> [Activity]
Beginning with the line where "If you could pin the door" appears, retype every remaining line of the data below, both the first and last included.

> [Given information]
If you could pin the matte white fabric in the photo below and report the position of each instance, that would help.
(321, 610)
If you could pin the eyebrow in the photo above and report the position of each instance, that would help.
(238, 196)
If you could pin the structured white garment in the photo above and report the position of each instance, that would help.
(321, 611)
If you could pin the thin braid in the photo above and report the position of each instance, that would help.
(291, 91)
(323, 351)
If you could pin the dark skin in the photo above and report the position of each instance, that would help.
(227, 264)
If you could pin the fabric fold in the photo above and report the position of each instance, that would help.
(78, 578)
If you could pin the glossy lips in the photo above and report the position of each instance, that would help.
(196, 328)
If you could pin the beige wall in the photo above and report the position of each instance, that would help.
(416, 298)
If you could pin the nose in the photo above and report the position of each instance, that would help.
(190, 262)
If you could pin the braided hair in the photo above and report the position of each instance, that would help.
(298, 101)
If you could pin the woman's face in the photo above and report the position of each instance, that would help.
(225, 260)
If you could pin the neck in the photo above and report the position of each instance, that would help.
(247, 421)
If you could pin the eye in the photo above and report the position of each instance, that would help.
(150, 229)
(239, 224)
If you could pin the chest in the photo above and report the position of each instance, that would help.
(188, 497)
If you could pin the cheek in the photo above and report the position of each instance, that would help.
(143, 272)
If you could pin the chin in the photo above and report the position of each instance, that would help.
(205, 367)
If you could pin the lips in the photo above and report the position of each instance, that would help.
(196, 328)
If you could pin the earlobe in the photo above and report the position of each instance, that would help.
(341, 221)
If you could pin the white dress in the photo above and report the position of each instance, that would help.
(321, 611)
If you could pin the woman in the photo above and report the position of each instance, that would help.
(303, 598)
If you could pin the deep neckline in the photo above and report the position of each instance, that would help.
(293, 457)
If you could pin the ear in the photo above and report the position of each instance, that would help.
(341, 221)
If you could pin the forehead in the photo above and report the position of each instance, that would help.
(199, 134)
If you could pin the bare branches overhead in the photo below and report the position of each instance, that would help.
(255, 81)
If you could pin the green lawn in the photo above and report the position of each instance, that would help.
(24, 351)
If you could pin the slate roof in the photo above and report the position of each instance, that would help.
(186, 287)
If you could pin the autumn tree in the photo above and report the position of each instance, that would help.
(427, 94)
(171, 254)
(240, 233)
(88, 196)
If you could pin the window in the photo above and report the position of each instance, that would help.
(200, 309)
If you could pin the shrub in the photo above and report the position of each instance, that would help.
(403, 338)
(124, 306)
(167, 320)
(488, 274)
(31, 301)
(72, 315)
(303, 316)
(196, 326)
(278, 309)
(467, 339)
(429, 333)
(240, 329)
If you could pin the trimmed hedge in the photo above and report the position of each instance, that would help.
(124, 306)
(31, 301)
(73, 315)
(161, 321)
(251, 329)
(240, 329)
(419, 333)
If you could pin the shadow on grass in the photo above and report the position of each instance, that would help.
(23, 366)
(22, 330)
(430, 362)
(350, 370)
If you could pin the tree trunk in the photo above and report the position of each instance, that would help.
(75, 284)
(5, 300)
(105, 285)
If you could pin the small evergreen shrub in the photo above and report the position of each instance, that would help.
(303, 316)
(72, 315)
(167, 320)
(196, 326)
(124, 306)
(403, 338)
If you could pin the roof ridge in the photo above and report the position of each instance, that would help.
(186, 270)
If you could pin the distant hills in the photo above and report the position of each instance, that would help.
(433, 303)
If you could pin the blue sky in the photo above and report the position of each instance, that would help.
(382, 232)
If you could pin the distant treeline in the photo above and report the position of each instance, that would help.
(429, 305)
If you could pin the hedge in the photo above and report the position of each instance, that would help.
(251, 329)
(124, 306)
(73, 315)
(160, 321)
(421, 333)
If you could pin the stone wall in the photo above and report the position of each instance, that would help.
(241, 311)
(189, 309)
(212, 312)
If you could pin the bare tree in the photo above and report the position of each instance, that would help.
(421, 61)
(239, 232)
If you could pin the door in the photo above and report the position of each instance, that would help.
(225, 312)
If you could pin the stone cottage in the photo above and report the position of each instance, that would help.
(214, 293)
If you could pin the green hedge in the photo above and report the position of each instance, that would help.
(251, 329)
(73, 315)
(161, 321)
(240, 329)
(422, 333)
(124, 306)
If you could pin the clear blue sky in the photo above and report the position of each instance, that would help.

> [Finished task]
If you could pin the door in the photo above and report the position of each instance, that would help.
(225, 312)
If you could pin the stone cottage in the photo above and report the position of each instance, that would help.
(214, 293)
If you could pin the green hedge in the photo above and report the position of each instance, that would help.
(251, 329)
(73, 315)
(161, 321)
(240, 329)
(422, 333)
(124, 306)
If you could pin the clear blue sky in the photo above and report the position of each instance, that would help.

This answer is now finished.